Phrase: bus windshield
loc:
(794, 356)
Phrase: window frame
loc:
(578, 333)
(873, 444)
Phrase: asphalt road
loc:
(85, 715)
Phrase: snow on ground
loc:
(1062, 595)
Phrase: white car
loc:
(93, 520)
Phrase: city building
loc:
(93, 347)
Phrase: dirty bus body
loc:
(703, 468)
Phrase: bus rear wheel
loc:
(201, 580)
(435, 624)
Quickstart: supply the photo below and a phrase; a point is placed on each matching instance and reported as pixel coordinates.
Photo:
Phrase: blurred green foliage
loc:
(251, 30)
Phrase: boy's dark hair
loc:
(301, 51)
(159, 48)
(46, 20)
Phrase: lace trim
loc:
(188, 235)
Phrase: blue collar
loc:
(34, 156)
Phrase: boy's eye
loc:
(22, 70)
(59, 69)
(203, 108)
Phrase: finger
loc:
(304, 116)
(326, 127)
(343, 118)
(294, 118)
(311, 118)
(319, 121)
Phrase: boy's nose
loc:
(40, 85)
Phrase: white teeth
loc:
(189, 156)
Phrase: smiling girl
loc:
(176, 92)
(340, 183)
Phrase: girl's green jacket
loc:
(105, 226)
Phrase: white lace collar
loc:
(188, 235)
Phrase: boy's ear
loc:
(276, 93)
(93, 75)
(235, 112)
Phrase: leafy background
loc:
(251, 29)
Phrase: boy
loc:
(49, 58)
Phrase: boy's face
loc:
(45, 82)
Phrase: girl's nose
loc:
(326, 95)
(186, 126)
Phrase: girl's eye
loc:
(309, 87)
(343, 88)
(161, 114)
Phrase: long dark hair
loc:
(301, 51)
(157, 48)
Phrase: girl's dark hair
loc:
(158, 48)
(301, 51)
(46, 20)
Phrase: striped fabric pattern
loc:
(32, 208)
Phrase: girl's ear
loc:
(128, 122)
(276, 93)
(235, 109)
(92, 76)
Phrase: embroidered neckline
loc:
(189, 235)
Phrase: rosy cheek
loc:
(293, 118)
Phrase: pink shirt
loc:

..............................

TASK TO CARRY OUT: Rewrite the whole listing above as a numbered list with one line per entry, leaving out any blank lines.

THE REPLY:
1. Phrase: bus windshield
2. loc:
3. (794, 356)
4. Phrase: window frame
5. loc:
6. (578, 333)
7. (873, 444)
8. Phrase: asphalt road
9. loc:
10. (85, 715)
11. Phrase: snow on ground
12. loc:
13. (1062, 595)
14. Phrase: white car
15. loc:
16. (93, 520)
17. Phrase: city building
18. loc:
19. (93, 347)
20. Phrase: dirty bus body
21. loc:
22. (703, 468)
23. Phrase: bus rear wheel
24. loc:
25. (201, 580)
26. (435, 624)
27. Quickstart: supply the photo below and a phrase; a point is placed on each matching instance and reported as pixel coordinates.
28. Photo:
29. Phrase: blurred green foliage
30. loc:
31. (251, 30)
32. Phrase: boy's dark hair
33. loc:
34. (301, 51)
35. (159, 48)
36. (46, 20)
37. Phrase: lace trim
38. loc:
39. (188, 235)
40. Phrase: blue collar
41. loc:
42. (34, 156)
43. Phrase: boy's eye
44. loc:
45. (22, 70)
46. (59, 69)
47. (203, 108)
48. Phrase: finger
49. loc:
50. (304, 116)
51. (326, 127)
52. (343, 118)
53. (294, 118)
54. (311, 118)
55. (319, 121)
56. Phrase: boy's nose
57. loc:
58. (40, 85)
59. Phrase: white teeth
60. loc:
61. (189, 156)
62. Phrase: smiling girl
63. loc:
64. (176, 92)
65. (340, 183)
66. Phrase: girl's green jacket
67. loc:
68. (105, 226)
69. Phrase: white lace collar
70. loc:
71. (188, 235)
72. Phrase: boy's ear
73. loc:
74. (276, 93)
75. (93, 75)
76. (235, 112)
77. Phrase: leafy background
78. loc:
79. (251, 29)
80. Phrase: boy
81. loc:
82. (49, 58)
83. Phrase: boy's face
84. loc:
85. (45, 82)
86. Phrase: girl's nose
87. loc:
88. (326, 95)
89. (186, 126)
90. Phrase: girl's eye
91. loc:
92. (309, 87)
93. (343, 88)
94. (161, 114)
95. Phrase: long dark hair
96. loc:
97. (301, 51)
98. (157, 48)
99. Phrase: girl's dark hair
100. loc:
101. (158, 48)
102. (301, 51)
103. (46, 20)
104. Phrase: striped fabric pattern
105. loc:
106. (32, 208)
107. Phrase: girl's ear
108. loc:
109. (128, 122)
110. (276, 93)
111. (235, 109)
112. (92, 76)
113. Phrase: embroidered neckline
114. loc:
115. (189, 235)
116. Phrase: rosy cheek
117. loc:
118. (293, 118)
119. Phrase: pink shirt
120. loc:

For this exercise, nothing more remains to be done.